TO BE DONE →
Locate each line in the material below that contains the word "task", and copy those lines out.

EXCERPTED DATA →
— START —

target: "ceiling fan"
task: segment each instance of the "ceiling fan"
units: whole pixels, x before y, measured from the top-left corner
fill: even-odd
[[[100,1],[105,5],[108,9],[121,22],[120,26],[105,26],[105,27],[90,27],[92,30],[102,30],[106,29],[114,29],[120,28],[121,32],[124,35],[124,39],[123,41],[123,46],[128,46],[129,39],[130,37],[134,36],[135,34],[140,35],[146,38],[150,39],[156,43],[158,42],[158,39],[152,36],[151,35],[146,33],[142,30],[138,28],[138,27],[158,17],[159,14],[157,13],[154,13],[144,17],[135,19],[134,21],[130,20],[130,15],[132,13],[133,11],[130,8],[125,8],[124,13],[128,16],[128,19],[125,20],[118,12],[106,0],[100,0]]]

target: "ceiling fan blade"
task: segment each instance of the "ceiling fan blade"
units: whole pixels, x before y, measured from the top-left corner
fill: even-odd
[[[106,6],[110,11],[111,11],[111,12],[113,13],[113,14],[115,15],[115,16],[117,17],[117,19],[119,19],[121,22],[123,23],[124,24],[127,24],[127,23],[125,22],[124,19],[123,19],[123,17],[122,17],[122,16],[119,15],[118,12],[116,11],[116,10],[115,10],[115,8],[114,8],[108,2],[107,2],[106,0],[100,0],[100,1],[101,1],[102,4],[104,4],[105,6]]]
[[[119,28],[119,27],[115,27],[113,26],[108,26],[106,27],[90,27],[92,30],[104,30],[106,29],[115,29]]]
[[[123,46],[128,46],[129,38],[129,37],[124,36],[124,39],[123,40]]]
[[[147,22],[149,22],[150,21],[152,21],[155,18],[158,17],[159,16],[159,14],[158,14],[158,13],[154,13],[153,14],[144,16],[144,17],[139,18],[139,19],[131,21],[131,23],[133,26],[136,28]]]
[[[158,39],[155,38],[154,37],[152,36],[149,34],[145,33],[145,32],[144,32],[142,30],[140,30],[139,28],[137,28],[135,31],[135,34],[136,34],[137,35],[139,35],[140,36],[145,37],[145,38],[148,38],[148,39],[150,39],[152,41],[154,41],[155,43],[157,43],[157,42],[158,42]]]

— END —

EXERCISE ANSWER →
task: segment each instance of the "ceiling fan"
task: segment each instance of the "ceiling fan blade"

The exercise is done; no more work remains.